## [THE EXERCISE]
Read the data and repeat all of it exactly.

— START OF INPUT MATERIAL —

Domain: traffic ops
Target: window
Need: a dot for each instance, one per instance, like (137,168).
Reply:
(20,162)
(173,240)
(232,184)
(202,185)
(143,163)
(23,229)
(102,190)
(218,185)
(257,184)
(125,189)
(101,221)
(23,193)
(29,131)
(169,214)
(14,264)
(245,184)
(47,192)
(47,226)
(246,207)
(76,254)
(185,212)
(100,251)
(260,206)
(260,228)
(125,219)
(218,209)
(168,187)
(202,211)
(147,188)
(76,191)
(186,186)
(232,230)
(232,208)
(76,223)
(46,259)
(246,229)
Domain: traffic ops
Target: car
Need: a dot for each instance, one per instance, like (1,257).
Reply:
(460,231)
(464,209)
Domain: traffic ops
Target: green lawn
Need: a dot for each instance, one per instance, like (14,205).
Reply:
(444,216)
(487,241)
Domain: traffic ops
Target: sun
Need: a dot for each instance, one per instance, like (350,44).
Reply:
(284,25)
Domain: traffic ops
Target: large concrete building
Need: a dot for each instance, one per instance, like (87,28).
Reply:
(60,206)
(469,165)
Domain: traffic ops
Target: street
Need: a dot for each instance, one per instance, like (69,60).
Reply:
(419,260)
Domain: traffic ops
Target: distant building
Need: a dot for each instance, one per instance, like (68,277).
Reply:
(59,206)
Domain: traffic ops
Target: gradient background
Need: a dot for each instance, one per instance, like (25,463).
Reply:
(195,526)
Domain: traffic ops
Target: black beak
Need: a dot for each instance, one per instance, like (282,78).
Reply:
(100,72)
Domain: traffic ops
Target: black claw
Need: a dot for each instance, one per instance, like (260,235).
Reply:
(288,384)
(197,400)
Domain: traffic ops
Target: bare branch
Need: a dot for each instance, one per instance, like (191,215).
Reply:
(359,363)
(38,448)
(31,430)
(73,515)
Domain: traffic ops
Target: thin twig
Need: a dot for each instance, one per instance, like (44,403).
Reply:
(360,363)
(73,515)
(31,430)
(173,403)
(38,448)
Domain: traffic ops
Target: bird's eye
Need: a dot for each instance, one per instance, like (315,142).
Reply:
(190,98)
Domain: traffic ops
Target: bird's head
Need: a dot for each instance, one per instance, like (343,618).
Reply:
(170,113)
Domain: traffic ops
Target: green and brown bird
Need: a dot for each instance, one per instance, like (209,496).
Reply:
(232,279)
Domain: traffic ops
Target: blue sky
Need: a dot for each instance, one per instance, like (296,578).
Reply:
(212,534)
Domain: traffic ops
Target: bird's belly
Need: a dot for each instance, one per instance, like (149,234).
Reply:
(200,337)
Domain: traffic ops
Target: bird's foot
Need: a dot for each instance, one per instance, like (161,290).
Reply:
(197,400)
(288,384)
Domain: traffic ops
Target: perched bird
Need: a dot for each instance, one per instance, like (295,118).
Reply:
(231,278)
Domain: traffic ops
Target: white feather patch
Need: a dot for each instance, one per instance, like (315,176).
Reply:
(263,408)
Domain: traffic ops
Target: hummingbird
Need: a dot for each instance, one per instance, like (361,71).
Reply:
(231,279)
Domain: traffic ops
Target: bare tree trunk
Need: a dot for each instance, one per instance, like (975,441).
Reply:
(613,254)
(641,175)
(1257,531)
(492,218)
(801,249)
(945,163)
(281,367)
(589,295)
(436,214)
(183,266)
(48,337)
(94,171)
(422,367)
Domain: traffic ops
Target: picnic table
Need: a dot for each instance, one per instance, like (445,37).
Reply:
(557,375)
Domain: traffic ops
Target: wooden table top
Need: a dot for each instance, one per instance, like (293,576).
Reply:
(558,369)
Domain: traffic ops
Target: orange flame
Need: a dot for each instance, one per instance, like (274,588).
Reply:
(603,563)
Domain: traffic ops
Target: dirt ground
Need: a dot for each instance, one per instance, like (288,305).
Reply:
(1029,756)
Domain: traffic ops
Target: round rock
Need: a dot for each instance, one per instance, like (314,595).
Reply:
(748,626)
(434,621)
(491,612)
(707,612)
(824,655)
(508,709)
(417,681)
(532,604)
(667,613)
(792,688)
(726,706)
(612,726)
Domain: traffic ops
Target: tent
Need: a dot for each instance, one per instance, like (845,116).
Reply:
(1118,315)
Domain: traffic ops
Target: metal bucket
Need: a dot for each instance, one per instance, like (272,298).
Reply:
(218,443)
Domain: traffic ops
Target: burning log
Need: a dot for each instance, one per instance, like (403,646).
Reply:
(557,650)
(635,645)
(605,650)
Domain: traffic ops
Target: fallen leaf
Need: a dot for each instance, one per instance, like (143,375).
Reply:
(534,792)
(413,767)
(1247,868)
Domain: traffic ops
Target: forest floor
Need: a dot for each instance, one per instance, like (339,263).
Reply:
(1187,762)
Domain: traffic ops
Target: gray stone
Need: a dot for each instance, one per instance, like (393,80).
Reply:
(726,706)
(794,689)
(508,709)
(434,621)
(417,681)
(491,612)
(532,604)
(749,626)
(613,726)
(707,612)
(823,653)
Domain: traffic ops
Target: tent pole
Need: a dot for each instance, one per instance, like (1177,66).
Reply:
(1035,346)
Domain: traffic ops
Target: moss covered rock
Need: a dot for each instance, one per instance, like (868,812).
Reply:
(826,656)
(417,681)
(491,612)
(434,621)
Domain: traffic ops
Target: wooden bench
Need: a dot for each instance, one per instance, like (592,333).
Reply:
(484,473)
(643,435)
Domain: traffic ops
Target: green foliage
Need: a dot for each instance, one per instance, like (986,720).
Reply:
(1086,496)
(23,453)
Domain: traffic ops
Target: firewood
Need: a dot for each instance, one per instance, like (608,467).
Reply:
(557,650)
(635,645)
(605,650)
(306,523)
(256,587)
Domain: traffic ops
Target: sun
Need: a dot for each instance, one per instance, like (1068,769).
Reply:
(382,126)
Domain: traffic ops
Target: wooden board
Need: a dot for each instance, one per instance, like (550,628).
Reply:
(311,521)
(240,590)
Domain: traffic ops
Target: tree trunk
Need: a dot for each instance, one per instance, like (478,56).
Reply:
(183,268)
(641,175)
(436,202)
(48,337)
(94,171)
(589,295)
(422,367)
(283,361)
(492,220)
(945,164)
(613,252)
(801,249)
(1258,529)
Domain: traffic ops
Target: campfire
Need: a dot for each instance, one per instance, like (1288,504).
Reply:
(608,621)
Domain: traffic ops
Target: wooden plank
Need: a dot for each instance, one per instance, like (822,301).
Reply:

— END OF INPUT MATERIAL —

## [FINISHED TASK]
Domain: traffic ops
Target: window
Need: a dot for each instance, one per instance, like (137,168).
Reply:
(20,162)
(173,240)
(232,184)
(202,185)
(143,163)
(23,229)
(102,190)
(218,185)
(257,184)
(125,189)
(101,221)
(23,193)
(29,131)
(169,214)
(14,264)
(245,184)
(47,192)
(47,226)
(246,207)
(76,254)
(185,212)
(100,251)
(260,206)
(260,228)
(125,219)
(218,209)
(168,187)
(202,211)
(147,188)
(76,191)
(186,186)
(232,230)
(232,208)
(76,223)
(46,259)
(246,229)
Domain: traffic ops
Target: car
Need: a dot for each instance, one per instance, like (1,257).
Reply:
(460,231)
(464,209)
Domain: traffic ops
Target: green lawn
Need: a dot for each instance, one per instance, like (14,205).
Reply:
(444,216)
(487,241)
Domain: traffic ops
Target: sun
Need: a dot for each instance, one per instance, like (350,44).
Reply:
(284,25)
Domain: traffic ops
Target: large concrete building
Need: a dot for each instance, one per instance, like (87,28).
Reply:
(60,206)
(469,165)
Domain: traffic ops
Target: street
Need: a dot for each instance, one per instance, like (69,60).
Reply:
(419,260)
Domain: traffic ops
Target: distant building
Need: a dot for each instance, one per instance, like (68,277).
Reply:
(59,206)
Domain: traffic ops
Target: gradient background
Need: a dot for each instance, one per instance, like (25,463).
Reply:
(195,526)
Domain: traffic ops
Target: black beak
Need: a dot for each instance, one per instance, like (282,78).
Reply:
(100,72)
Domain: traffic ops
Target: black claw
Need: a dot for each instance, one per instance, like (260,235).
Reply:
(288,384)
(197,400)
Domain: traffic ops
Target: bare branch
Need: a dot for each instance, one per instance, like (191,215).
Reply:
(359,363)
(38,448)
(31,430)
(73,515)
Domain: traffic ops
Target: thin twig
Need: a dot for each instance, one per instance, like (44,403).
Reply:
(360,363)
(73,515)
(31,430)
(173,403)
(38,448)
Domain: traffic ops
Target: bird's eye
Need: a dot for each instance, one per instance, like (315,142).
Reply:
(190,98)
Domain: traffic ops
Target: bird's head
Need: a dot for each instance, one per instance, like (343,618).
Reply:
(170,113)
Domain: traffic ops
Target: green and brown bird
Need: a dot for each instance, one per instance, like (209,496).
Reply:
(232,279)
Domain: traffic ops
Target: blue sky
Need: a dot for each instance, one per instance, like (296,578).
Reply:
(212,534)
Domain: traffic ops
Target: bird's belly
Need: a dot for each instance, one per instance, like (149,234).
Reply:
(200,337)
Domain: traffic ops
Target: bird's foot
Need: a dot for each instance, one per instance, like (161,290).
Reply:
(197,400)
(288,384)
Domain: traffic ops
Target: perched bird
Need: a dot for each instance, one per instance, like (295,118).
Reply:
(231,278)
Domain: traffic ops
Target: white feather patch
Need: a dot for each instance, one per instance, like (315,176).
Reply:
(263,408)
Domain: traffic ops
Target: hummingbird
Need: a dot for each instance, one per instance, like (361,71).
Reply:
(231,279)
Domain: traffic ops
Target: bare tree trunk
Need: a dot for each instance, one per instance, like (975,441).
Reply:
(613,254)
(641,175)
(1257,531)
(492,218)
(801,249)
(945,163)
(281,367)
(589,295)
(436,214)
(183,266)
(48,337)
(94,171)
(422,367)
Domain: traffic ops
Target: picnic table
Need: a dot for each instance, one per instance, like (445,37).
Reply:
(557,375)
Domain: traffic ops
Target: wooden table top
Need: a dot for each instance, one per instance, like (293,576).
Reply:
(558,369)
Domain: traffic ops
Target: orange flame
Need: a dot for each instance, one per instance, like (274,588).
Reply:
(603,563)
Domain: traffic ops
Target: dirt ground
Need: a dot for each instance, one per instance, like (288,305).
Reply:
(1029,756)
Domain: traffic ops
Target: round rock
Need: a dot for each instance, one per instance, like (314,595).
Reply:
(748,626)
(434,621)
(491,612)
(707,612)
(824,655)
(508,709)
(417,681)
(532,604)
(667,613)
(792,688)
(726,706)
(612,726)
Domain: traffic ops
Target: tent
Need: a dot for each instance, one per instance, like (845,116).
Reply:
(1118,315)
Domain: traffic ops
Target: metal bucket
Need: a dot for each instance, one per instance, like (272,298).
Reply:
(218,443)
Domain: traffic ops
Target: burning log
Need: a dot for each instance, one per instance, like (403,646).
Reply:
(557,650)
(635,645)
(605,650)
Domain: traffic ops
Target: fallen leaf
Need: a dot for each instance, one per instance, like (143,375).
Reply:
(534,792)
(413,767)
(1247,868)
Domain: traffic ops
Target: forest floor
Need: a dot for each instance, one per instance, like (339,263).
Reply:
(1187,762)
Domain: traffic ops
Target: gray stone
Need: a dot for each instance, one per instance, like (393,80).
Reply:
(726,706)
(794,689)
(508,709)
(434,621)
(417,681)
(491,612)
(532,604)
(749,626)
(613,726)
(707,612)
(823,653)
Domain: traffic ops
Target: tent pole
Need: a dot for each instance, one per instance, like (1177,66).
Reply:
(1035,346)
Domain: traffic ops
Target: moss covered rock
Need: a dot for each instance, one per instance, like (868,812).
Reply:
(826,656)
(417,681)
(491,612)
(434,621)
Domain: traffic ops
Target: wooden bench
Need: a dot for each instance, one per instance, like (592,333).
Reply:
(484,473)
(643,435)
Domain: traffic ops
Target: green foliage
Need: a dot for each instance, one per instance, like (986,720).
Reply:
(1086,496)
(23,453)
Domain: traffic ops
Target: firewood
Need: a dot for each instance, one per instance, like (608,467).
Reply:
(557,650)
(635,645)
(605,650)
(306,523)
(256,587)
Domain: traffic ops
Target: sun
Need: a dot for each instance, one per instance, like (1068,769).
Reply:
(382,126)
Domain: traffic ops
Target: wooden board
Need: a dot for each instance, one per instance, like (550,628).
Reply:
(311,521)
(240,590)
Domain: traffic ops
Target: tree trunk
Need: a dot for each instance, one per instance, like (478,56).
Reply:
(183,268)
(641,175)
(436,202)
(48,337)
(94,171)
(589,295)
(422,367)
(283,361)
(492,220)
(945,164)
(613,252)
(801,249)
(1258,529)
Domain: traffic ops
Target: campfire
Need: a dot for each instance, one per instance, like (1288,504).
Reply:
(608,621)
Domain: traffic ops
Target: wooden plank
Need: a dot for each instance, one per instance, like (822,301).
Reply:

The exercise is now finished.